History of nucleotide sequence divergence in the Arabidopsis Chromosome 2 numt

Even though the structure and length of our numt assembly generally match the corresponding regions in the recent Col-XJTU assembly, the two assemblies differ substantially in sequence. Most notably, the Col-XJTU numt sequence has 260 SNVs relative to our assembly (Table S1). In every one of these cases, the Col-XJTU variant matches the Col-0 mitogenome even in the large regions of the assembly where BACs provide independent validation of our basecalls (Figure 1). Therefore, large portions of the Col-XJTU numt assembly appear to have been “overwritten” by the more-abundant reads derived from the highly similar mitogenome sequence. To further investigate the sequence discrepancies with the Col-XJTU assembly, we performed a de novo assembly of the Col-XJTU HiFi reads, which generated a near-identical sequence (differing by only 5 SNVs) to our de novo assembly of the Col-CEN HiFi reads. Read mapping indicated that these SNVs reflect true differences between the samples used for Col-CEN and Col-XJTU projects (Table S2). Accordingly, the Col-XJTU project identified >1000 sequence variants and/or errors genome-wide (Wang, et al. 2021), suggesting some divergence among the sequenced Col-0 lines.

By comparing the numt to the reference Col-0 mitogenome, we found that they were 99.933% identical in nucleotide sequence (after excluding indels, multinucleotide variants, and short unalignable sequences adjacent to indel regions). This level of sequence identity is even higher than a previously reported value of 99.91% (Huang, et al. 2005), which is not surprising because that study was based on only a portion of the numt and a C24 mitogenome reference that was since found to contain numerous sequencing errors. The SNVs that distinguish the numt and the mitogenome are dominated by transitions with GC base-pairs in the mitogenome and AT base-pairs in the numt (Tables 1 and S3). This signature likely reflects the much higher rate of mutation in the nuclear genome than the mitogenome (Wolfe, et al. 1987; Drouin, et al. 2008) and the biased mutation spectrum in the nucleus (Ossowski, et al. 2010; Weng, et al. 2019). SNV transitions showed a bias of 6.7 to 1 towards AT base-pairs in the numt. This bias is approximately twice as strong as previously reported (Huang, et al. 2005), indicating that our improved numt assembly and a higher quality mitogenome reference have substantially reduced noise. The sequence divergence between the numt and the mitogenome also showed evidence of a deletion bias in the nuclear genome (Weng, et al. 2019), as more than two-thirds of the indels that distinguished the two genomes had the shorter allele in the numt (Table 1).

View this table:

Table 1.

━━━━━━━━━━

◆ **QUESTIONS ON THE MATERIAL**
a) In the text on the Chromosome 2 numt, rewrite the paragraph beginning "By comparing the numt to the reference Col-0 mitogenome" as a short bulleted list that keeps its main facts.
b) Using the text on the Chromosome 2 numt, answer these questions:
(i) How many SNVs does the Col-XJTU numt sequence have relative to the authors' assembly?
(ii) By how many SNVs did the de novo assembly of the Col-XJTU HiFi reads differ from the de novo assembly of the Col-CEN HiFi reads?
(iii) What percentage identity in nucleotide sequence was found between the numt and the reference Col-0 mitogenome?
c) State whether each statement agrees with the text on the Chromosome 2 numt. Answer yes or no, and quote the words of the text that decide it.
(i) Every Col-XJTU variant among the SNVs matches the Col-0 mitogenome.
(ii) The earlier study by Huang and colleagues was based on the complete numt.
(iii) Fewer than half of the indels distinguishing the two genomes had the shorter allele in the numt.

━━━━━━━━━━

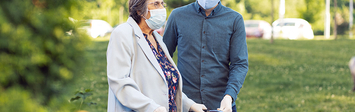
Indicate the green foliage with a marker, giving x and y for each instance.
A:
(82, 95)
(39, 57)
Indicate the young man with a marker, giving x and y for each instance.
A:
(212, 52)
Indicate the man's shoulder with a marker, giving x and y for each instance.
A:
(183, 9)
(230, 11)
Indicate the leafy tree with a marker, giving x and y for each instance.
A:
(40, 52)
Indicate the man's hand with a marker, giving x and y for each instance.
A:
(198, 107)
(226, 104)
(160, 109)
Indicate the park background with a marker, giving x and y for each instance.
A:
(47, 65)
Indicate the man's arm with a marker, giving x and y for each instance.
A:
(170, 34)
(238, 59)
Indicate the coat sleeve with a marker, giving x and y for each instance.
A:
(120, 53)
(186, 103)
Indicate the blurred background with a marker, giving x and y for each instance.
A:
(53, 54)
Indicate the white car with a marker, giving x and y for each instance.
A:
(257, 28)
(292, 28)
(96, 28)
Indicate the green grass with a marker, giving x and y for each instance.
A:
(289, 75)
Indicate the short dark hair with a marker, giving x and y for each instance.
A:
(137, 8)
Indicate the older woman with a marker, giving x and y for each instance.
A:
(141, 74)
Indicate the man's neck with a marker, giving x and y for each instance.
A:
(208, 11)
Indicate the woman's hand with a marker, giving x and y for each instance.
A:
(160, 109)
(198, 107)
(226, 104)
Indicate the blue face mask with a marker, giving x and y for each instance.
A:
(207, 4)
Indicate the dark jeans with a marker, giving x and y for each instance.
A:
(234, 108)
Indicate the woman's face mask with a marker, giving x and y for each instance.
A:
(207, 4)
(157, 18)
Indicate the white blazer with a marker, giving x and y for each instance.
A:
(136, 81)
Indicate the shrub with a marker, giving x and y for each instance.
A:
(40, 51)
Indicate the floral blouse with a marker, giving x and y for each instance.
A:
(171, 74)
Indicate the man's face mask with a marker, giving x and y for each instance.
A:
(207, 4)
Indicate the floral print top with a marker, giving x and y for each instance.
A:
(171, 74)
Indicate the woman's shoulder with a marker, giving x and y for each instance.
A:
(122, 32)
(124, 27)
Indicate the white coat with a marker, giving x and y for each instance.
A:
(136, 81)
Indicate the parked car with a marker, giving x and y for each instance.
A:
(257, 28)
(95, 28)
(292, 28)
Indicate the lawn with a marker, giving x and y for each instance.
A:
(289, 75)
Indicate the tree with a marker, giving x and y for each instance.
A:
(41, 52)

━━━━━━━━━━

◆ **ANSWERS TO THE PROBLEMS**
a)
- The numt and the reference Col-0 mitogenome are 99.933% identical in nucleotide sequence, excluding indels, multinucleotide variants, and short unalignable sequences next to indel regions.
- This is higher than the earlier value of 99.91% (Huang, et al. 2005). That study used only part of the numt and a C24 mitogenome reference later found to have many sequencing errors.
- Most SNVs between the two are transitions with GC base-pairs in the mitogenome and AT base-pairs in the numt. This likely reflects the nucleus's much higher mutation rate and its biased mutation spectrum.
- SNV transitions show a 6.7 to 1 bias toward AT base-pairs in the numt. That is about twice as strong as previously reported, which points to reduced noise from the improved assembly and reference.
- More than two-thirds of the indels have the shorter allele in the numt, which is evidence of a deletion bias in the nuclear genome.

b)
(i) 260 SNVs.
(ii) Only 5 SNVs.
(iii) 99.933%.

c)
(i) Yes: "In every one of these cases, the Col-XJTU variant matches the Col-0 mitogenome"
(ii) No: "that study was based on only a portion of the numt"
(iii) No: "more than two-thirds of the indels that distinguished the two genomes had the shorter allele in the numt"